Exercise aim: Copy the records exactly. Every line must match.

Material shown:
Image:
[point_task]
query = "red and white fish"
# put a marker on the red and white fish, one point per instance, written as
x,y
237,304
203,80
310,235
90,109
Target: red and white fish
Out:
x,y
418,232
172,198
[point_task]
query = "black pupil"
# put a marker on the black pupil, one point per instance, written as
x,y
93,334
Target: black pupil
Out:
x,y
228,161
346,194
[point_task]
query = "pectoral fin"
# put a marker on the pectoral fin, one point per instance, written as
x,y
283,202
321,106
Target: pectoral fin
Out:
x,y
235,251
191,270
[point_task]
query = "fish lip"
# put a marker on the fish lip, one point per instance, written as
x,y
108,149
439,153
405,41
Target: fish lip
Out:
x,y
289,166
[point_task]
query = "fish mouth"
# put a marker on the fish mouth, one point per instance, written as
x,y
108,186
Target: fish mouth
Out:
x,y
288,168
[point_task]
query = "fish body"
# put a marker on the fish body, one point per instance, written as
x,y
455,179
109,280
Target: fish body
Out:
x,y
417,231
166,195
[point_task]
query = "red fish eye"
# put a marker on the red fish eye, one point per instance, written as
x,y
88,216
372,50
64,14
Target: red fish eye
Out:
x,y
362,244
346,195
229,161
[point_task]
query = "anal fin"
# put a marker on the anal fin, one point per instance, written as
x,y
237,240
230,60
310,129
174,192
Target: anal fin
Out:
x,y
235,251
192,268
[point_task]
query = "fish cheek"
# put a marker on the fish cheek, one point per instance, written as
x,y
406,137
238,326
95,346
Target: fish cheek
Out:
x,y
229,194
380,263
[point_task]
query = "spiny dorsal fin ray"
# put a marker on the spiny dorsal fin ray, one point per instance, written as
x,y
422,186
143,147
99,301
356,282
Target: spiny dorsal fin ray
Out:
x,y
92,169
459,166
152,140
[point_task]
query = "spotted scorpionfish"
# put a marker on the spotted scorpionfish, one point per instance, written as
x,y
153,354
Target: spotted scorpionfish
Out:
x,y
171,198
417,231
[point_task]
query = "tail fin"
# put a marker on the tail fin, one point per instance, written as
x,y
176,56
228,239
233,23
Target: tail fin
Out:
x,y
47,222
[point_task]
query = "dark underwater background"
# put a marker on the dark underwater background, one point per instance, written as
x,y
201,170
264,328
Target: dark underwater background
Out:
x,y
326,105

Your response:
Image:
[point_task]
query = "red and white fish"
# put a marker on the red and white fish, one point per instance, written as
x,y
237,304
203,80
310,235
90,109
Target: red and white fish
Out:
x,y
418,232
172,198
[point_task]
query = "black pupil"
# put a marker on the black pupil, one point per instance, written as
x,y
93,334
Target: black pupil
Out:
x,y
228,161
346,194
[point_task]
query = "pectoral fin"
# put a marker on the pectoral fin, one point per instance, written as
x,y
283,202
321,106
Target: pectoral fin
Out:
x,y
235,251
191,270
[point_task]
query = "fish lip"
# put a marker on the fish lip, one point per instance, written as
x,y
108,149
439,153
405,41
Target: fish lip
Out:
x,y
289,166
[point_task]
query = "fish mouth"
# put a marker on the fish mouth, one point per instance, written as
x,y
108,186
Target: fish mouth
Out:
x,y
288,168
[point_task]
query = "fish body"
# put a marker on the fish body, one point per instance, written as
x,y
455,179
109,280
Target: fish body
Out:
x,y
417,231
166,195
[point_task]
query = "red fish eye"
# put a marker on the red fish eye, one point per instance, written as
x,y
88,216
372,50
64,14
Target: red fish eye
Out:
x,y
362,244
346,195
229,161
[point_task]
query = "anal fin"
# put a marker on the anal fin, one point per instance, written as
x,y
237,240
230,60
310,129
174,192
Target: anal fin
Out:
x,y
235,251
192,268
[point_task]
query = "fish cheek"
# put a marker on the fish cheek, one point per instance, written as
x,y
406,137
238,326
95,346
Target: fish cheek
Out:
x,y
229,194
380,263
[point_task]
query = "spiny dorsal fin ray"
# put a marker on the spiny dorsal fin ray, one point per instance, written as
x,y
422,186
143,147
99,301
356,282
Target: spiny dorsal fin ray
Out:
x,y
92,169
459,166
152,140
[point_task]
query = "spotted scorpionfish"
# put a marker on the spotted scorpionfish, one point per instance, written as
x,y
153,354
Target: spotted scorpionfish
Out:
x,y
171,198
417,231
[point_task]
query = "tail fin"
# put a marker on the tail fin, one point per instance, written as
x,y
176,56
228,239
233,23
Target: tail fin
Out:
x,y
47,222
[point_task]
query = "dark underwater background"
# put a marker on the dark underwater background, one point per instance, written as
x,y
201,170
264,328
Target: dark underwater background
Out:
x,y
326,105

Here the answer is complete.